Copy every record exactly.
#### EXTRACTED ENTRIES
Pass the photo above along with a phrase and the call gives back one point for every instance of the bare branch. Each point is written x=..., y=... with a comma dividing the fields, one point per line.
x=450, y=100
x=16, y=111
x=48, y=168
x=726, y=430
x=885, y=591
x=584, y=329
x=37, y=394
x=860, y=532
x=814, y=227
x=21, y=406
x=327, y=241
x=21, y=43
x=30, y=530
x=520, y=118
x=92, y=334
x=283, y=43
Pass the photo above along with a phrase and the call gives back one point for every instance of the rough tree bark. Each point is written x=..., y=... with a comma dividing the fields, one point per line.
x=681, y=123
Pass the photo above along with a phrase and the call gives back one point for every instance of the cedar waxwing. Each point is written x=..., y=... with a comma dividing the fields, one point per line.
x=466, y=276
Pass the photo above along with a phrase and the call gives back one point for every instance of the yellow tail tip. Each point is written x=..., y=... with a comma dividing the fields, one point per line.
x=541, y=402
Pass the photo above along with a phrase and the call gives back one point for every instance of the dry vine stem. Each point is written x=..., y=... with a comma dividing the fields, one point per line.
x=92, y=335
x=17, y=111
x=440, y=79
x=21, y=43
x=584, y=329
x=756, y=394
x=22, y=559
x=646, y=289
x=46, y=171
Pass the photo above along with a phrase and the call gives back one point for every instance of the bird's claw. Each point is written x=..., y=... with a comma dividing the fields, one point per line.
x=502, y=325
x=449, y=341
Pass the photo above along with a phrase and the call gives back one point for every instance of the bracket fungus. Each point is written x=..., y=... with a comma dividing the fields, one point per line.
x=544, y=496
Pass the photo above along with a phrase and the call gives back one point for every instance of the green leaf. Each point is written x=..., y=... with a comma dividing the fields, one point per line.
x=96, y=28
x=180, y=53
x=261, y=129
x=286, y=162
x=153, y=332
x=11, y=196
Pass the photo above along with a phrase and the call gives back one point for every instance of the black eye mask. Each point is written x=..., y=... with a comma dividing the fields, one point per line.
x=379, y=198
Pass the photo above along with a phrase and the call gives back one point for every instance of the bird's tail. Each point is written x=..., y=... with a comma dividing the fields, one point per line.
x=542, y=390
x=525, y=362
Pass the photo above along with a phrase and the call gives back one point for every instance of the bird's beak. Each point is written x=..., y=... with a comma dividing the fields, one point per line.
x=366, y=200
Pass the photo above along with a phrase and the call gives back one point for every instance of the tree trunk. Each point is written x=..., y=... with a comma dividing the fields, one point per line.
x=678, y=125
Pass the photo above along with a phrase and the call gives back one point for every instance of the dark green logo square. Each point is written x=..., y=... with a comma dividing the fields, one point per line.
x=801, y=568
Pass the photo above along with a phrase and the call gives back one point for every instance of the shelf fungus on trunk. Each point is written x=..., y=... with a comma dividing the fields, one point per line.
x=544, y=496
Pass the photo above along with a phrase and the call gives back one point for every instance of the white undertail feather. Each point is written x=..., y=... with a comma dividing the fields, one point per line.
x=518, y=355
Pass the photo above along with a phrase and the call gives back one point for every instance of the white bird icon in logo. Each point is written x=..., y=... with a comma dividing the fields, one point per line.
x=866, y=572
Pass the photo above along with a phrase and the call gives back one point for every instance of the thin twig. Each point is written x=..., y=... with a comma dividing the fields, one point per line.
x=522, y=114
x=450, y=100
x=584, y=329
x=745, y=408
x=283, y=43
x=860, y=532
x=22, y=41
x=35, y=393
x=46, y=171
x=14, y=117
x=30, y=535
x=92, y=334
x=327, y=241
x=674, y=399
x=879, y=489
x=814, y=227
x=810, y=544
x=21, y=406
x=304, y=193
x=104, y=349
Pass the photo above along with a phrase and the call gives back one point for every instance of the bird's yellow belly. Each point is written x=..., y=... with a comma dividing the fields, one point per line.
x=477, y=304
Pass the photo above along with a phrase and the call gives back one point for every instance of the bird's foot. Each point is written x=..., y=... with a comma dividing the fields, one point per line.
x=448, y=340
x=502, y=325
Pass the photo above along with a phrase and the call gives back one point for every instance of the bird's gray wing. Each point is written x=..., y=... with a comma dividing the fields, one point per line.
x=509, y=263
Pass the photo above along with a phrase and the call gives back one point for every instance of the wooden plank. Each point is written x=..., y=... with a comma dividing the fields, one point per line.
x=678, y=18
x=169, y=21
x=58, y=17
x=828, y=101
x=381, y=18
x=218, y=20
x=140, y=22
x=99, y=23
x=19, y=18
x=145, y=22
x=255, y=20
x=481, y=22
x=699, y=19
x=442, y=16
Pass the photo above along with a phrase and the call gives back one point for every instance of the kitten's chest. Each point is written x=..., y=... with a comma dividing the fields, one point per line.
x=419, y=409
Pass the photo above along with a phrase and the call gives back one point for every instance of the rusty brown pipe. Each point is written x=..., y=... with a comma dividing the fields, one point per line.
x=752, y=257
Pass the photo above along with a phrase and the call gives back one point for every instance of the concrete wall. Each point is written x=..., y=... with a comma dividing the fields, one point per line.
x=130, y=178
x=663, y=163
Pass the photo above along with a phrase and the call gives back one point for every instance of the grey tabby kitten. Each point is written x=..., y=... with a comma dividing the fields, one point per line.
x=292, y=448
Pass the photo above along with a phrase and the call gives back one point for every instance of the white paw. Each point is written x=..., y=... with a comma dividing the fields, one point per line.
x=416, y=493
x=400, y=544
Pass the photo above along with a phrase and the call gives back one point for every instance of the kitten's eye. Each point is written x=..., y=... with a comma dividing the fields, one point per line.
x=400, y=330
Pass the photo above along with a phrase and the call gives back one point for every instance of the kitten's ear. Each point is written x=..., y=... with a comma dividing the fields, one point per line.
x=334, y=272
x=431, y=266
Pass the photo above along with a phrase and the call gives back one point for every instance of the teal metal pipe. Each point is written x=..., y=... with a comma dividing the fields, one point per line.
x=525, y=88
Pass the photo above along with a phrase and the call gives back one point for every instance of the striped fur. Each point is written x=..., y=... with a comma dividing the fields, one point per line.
########
SOLVED PROBLEM
Pass the photo above along with a phrase and the call gives back one point for every instance of the bare branch. Each point is written x=..., y=... with a comma dividing the fields, one point per line.
x=450, y=100
x=16, y=111
x=48, y=168
x=726, y=430
x=885, y=591
x=584, y=329
x=37, y=394
x=860, y=532
x=814, y=227
x=21, y=406
x=327, y=241
x=21, y=43
x=30, y=530
x=520, y=118
x=92, y=334
x=283, y=43
Pass the photo above along with a phrase and the call gives back one point for every instance of the rough tree bark. Each point is written x=..., y=... with a comma dividing the fields, one point per line.
x=681, y=123
Pass the photo above along with a phrase and the call gives back one point for every instance of the cedar waxwing. Each point is written x=..., y=... with a comma dividing the fields, one point per line.
x=466, y=276
Pass the photo above along with a phrase and the call gives back one point for every instance of the yellow tail tip. Each point is written x=..., y=... with a comma dividing the fields, one point per line.
x=541, y=402
Pass the photo above along with a phrase and the call gives back one point for every instance of the dry vine stem. Each point is written x=..., y=... with a comma dividing the fields, one point per line.
x=92, y=335
x=17, y=111
x=440, y=79
x=21, y=43
x=584, y=329
x=756, y=394
x=22, y=559
x=646, y=289
x=46, y=171
Pass the photo above along with a phrase and the call gives back one point for every instance of the bird's claw. Each point is written x=..., y=... with a comma dividing the fields, one point per line.
x=502, y=325
x=449, y=341
Pass the photo above along with a phrase and the call gives back one point for every instance of the bracket fungus. Each point is written x=..., y=... with a comma dividing the fields, one point per line.
x=544, y=496
Pass the photo above along with a phrase and the call gives back one point for every instance of the green leaf. Each point is written x=..., y=... with a comma dividing the fields, one point per line.
x=96, y=28
x=180, y=53
x=261, y=129
x=286, y=162
x=153, y=332
x=11, y=196
Pass the photo above along with a phrase and the call gives back one point for every instance of the black eye mask. Each point is written x=..., y=... with a comma dividing the fields, one point per line.
x=379, y=198
Pass the photo above along with a phrase and the call gives back one point for every instance of the bird's tail. Each point is written x=..., y=... with a comma dividing the fields, one point per line.
x=542, y=390
x=525, y=362
Pass the photo above along with a phrase and the call gives back one point for every instance of the bird's beak. Each point is written x=..., y=... with a comma dividing the fields, one point per line.
x=366, y=200
Pass the photo above along with a phrase and the call gives back one point for every instance of the tree trunk. Each point is written x=..., y=... with a comma dividing the fields, one point per line.
x=678, y=125
Pass the photo above along with a phrase and the call gives back one point for every instance of the dark green logo square. Each point is written x=..., y=... with a comma dividing the fields, one point per line.
x=801, y=568
Pass the photo above along with a phrase and the call gives back one point for every instance of the shelf fungus on trunk. Each point is written x=..., y=... with a comma dividing the fields, one point per line.
x=544, y=496
Pass the photo above along with a phrase and the call gives back one point for every instance of the white undertail feather. Each point is written x=..., y=... with a comma dividing the fields, one point per line.
x=518, y=355
Pass the photo above along with a phrase and the call gives back one point for every instance of the white bird icon in logo. Each point is written x=..., y=... with a comma dividing the fields, one point per line.
x=866, y=572
Pass the photo above along with a phrase and the call gives back one point for every instance of the thin twig. Each point is written x=..., y=... with a comma dividing the fields, one point per line.
x=522, y=114
x=450, y=100
x=584, y=329
x=745, y=408
x=283, y=43
x=860, y=532
x=22, y=41
x=35, y=393
x=46, y=171
x=14, y=117
x=30, y=535
x=92, y=334
x=327, y=241
x=674, y=399
x=879, y=489
x=814, y=227
x=810, y=544
x=21, y=406
x=304, y=193
x=104, y=349
Pass the photo above along with a phrase and the call gives back one point for every instance of the bird's yellow belly. Each point is written x=..., y=... with a comma dividing the fields, one point per line.
x=477, y=304
Pass the photo above along with a phrase and the call gives back one point for every instance of the bird's foot. Each point is written x=..., y=... with a comma dividing the fields, one point per line.
x=448, y=340
x=502, y=325
Pass the photo above along with a phrase and the call gives back one point for every instance of the bird's gray wing. Each point is written x=..., y=... with a comma dividing the fields, one point per line.
x=509, y=263
Pass the photo above along with a phrase and the call gives back one point for every instance of the wooden plank. Each point is written x=..., y=... with a comma dividing the fields, one point per line.
x=678, y=18
x=169, y=21
x=58, y=17
x=828, y=101
x=381, y=18
x=218, y=20
x=140, y=22
x=99, y=23
x=19, y=18
x=145, y=22
x=255, y=20
x=481, y=22
x=699, y=19
x=442, y=16
Pass the photo above along with a phrase and the call gives back one point for every instance of the kitten's chest. Each point is written x=..., y=... with a comma dividing the fields, one point per line.
x=419, y=409
Pass the photo above along with a phrase and the call gives back one point for every instance of the rusty brown pipe. Each point is written x=..., y=... with a comma dividing the fields, one point per line.
x=752, y=257
Pass the photo above along with a phrase and the call gives back one point for every instance of the concrete wall. Each point is written x=..., y=... with a comma dividing the fields, one point per line.
x=130, y=178
x=663, y=163
Pass the photo above along with a phrase and the call gives back one point for every instance of the grey tabby kitten. Each point is written x=..., y=... with a comma dividing the fields, one point per line.
x=292, y=448
Pass the photo above along with a phrase and the call gives back one point for every instance of the white paw. Each point is written x=..., y=... with a comma dividing the fields, one point per line.
x=416, y=493
x=400, y=544
Pass the photo above along with a phrase and the call gives back one point for every instance of the kitten's eye. Each point is written x=..., y=... with a comma dividing the fields, one point per line.
x=400, y=330
Pass the photo above along with a phrase and the call gives back one point for every instance of the kitten's ear. Each point is written x=..., y=... with a comma dividing the fields, one point per line.
x=334, y=272
x=431, y=266
Pass the photo above along with a phrase and the call gives back one point for every instance of the teal metal pipe. Each point is written x=..., y=... with a comma dividing the fields, one point per line.
x=525, y=88
Pass the photo above along with a phrase and the call gives back one point for every instance of the striped fur. Each point is written x=..., y=... with a comma dividing the fields, one point per line.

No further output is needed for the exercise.